*** Provided data ***

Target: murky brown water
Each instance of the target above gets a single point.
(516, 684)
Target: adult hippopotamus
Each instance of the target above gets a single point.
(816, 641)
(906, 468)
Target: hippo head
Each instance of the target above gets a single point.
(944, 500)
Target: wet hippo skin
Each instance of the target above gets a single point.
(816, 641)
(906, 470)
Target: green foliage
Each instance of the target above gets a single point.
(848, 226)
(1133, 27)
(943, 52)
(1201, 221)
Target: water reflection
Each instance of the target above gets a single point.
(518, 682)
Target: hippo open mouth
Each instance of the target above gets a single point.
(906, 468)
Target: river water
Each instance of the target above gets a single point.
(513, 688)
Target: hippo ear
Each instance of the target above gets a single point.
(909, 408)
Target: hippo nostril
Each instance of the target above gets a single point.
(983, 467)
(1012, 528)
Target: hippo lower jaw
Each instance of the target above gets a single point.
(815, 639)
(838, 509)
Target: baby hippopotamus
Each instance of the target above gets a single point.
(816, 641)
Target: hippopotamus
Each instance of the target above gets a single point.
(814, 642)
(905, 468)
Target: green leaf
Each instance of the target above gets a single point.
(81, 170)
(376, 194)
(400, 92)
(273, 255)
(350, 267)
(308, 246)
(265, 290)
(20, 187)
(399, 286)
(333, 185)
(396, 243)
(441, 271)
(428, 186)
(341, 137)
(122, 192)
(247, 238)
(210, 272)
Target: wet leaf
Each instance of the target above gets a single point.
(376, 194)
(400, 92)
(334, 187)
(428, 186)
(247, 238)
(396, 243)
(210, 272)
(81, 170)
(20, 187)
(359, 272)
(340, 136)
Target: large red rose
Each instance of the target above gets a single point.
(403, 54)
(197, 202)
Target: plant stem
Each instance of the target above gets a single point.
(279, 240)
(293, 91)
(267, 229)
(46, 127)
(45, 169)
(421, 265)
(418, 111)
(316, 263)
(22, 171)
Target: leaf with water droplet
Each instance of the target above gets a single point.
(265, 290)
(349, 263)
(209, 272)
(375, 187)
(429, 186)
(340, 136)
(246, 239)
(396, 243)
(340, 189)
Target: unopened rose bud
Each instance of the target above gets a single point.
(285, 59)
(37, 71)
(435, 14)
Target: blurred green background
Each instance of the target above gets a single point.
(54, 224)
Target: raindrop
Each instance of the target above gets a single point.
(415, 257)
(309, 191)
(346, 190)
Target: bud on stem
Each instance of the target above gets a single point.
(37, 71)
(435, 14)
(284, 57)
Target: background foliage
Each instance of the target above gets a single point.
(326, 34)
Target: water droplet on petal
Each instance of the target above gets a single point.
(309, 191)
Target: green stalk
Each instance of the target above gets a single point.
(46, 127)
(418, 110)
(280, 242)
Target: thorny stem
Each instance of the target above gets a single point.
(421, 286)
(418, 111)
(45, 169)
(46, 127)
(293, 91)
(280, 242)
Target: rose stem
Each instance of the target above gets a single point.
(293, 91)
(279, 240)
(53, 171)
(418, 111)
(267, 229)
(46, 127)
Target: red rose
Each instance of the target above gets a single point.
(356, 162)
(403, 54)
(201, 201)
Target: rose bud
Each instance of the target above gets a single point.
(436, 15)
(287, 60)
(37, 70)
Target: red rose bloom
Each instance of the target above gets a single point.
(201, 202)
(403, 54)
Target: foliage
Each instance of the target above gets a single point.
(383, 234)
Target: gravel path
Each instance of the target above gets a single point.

*** End of Provided data ***

_Task requirements_.
Please print each entry once more, exactly as it reads.

_Exercise result_.
Target: murky brown water
Each instance of the target above gets a single point.
(516, 684)
Target: adult hippopotamus
Each instance of the target above gets a single point.
(816, 641)
(906, 468)
Target: hippo head
Each instance of the target above gets a single point.
(944, 500)
Target: wet hippo skin
Each instance of the target above gets a single point.
(816, 641)
(906, 470)
Target: green foliage
Each instance of the target above gets a single point.
(848, 226)
(1133, 27)
(943, 52)
(1201, 221)
Target: water reflection
Each instance of the target above gets a single point.
(518, 682)
Target: hippo open mouth
Each instance of the target above gets a single point.
(906, 468)
Target: river water
Each instance of the target above gets a single point.
(513, 688)
Target: hippo ear
Each instance of the target above gets a single point.
(909, 408)
Target: hippo nostril
Each instance of the target above gets a single point.
(983, 467)
(1012, 528)
Target: hippo lower jaw
Each instance of the target above gets a single point.
(815, 639)
(838, 509)
Target: baby hippopotamus
Each instance of the target above gets a single point.
(816, 641)
Target: hippopotamus
Each instance of the target above gets a single point.
(814, 642)
(905, 468)
Target: green leaf
Each instance of the target above gets a single point.
(81, 170)
(376, 194)
(400, 92)
(273, 255)
(350, 267)
(308, 246)
(265, 290)
(20, 187)
(399, 286)
(333, 185)
(396, 243)
(441, 271)
(428, 186)
(341, 137)
(122, 192)
(247, 238)
(210, 272)
Target: wet leaf
Each instance of the target above gets a single point.
(376, 194)
(400, 92)
(334, 187)
(428, 186)
(247, 238)
(396, 243)
(210, 272)
(81, 170)
(20, 187)
(359, 272)
(340, 136)
Target: large red rose
Each instance of the target above gets a single point.
(403, 54)
(197, 202)
Target: plant stem
Each instance of the target above gets a single point.
(279, 240)
(293, 91)
(267, 229)
(46, 127)
(45, 169)
(421, 265)
(418, 111)
(316, 263)
(22, 171)
Target: leaf with water droplet
Each instance of the target above gets a single point.
(265, 290)
(349, 263)
(209, 272)
(375, 187)
(429, 186)
(340, 136)
(246, 239)
(396, 243)
(340, 189)
Target: unopened rose bud
Each instance of the target above gets a single point.
(285, 59)
(37, 71)
(435, 14)
Target: blurred green background
Each instance of the target above gets a single point.
(54, 224)
Target: raindrop
Each instance of the target above gets a single point.
(415, 257)
(309, 191)
(346, 190)
Target: bud on stem
Each instance of the target above gets a single point.
(37, 71)
(435, 14)
(284, 57)
Target: background foliage
Each instance of the target above gets a single point.
(326, 34)
Target: water droplet on petal
Each instance of the target above gets a single point.
(309, 191)
Target: green stalk
Each instance of the target above gets a single point.
(46, 127)
(418, 110)
(280, 242)
Target: thorny stem
Each instance of the target above gets a single point.
(421, 286)
(418, 111)
(45, 169)
(46, 127)
(293, 91)
(280, 242)
Target: rose stem
Each instance of the target above gets a single point.
(293, 91)
(279, 240)
(53, 171)
(418, 111)
(267, 229)
(46, 127)
Target: red rose
Each instance of the target above gets a single point.
(356, 162)
(403, 54)
(201, 201)
Target: rose bud
Each instance of the target above gets a single point.
(436, 15)
(287, 60)
(37, 70)
Target: red rose bloom
Each instance of the target above gets a single point.
(201, 202)
(403, 54)
Target: foliage
Each instance of the target above gets a single point.
(383, 234)
Target: gravel path
Each instance of the target above gets a single point.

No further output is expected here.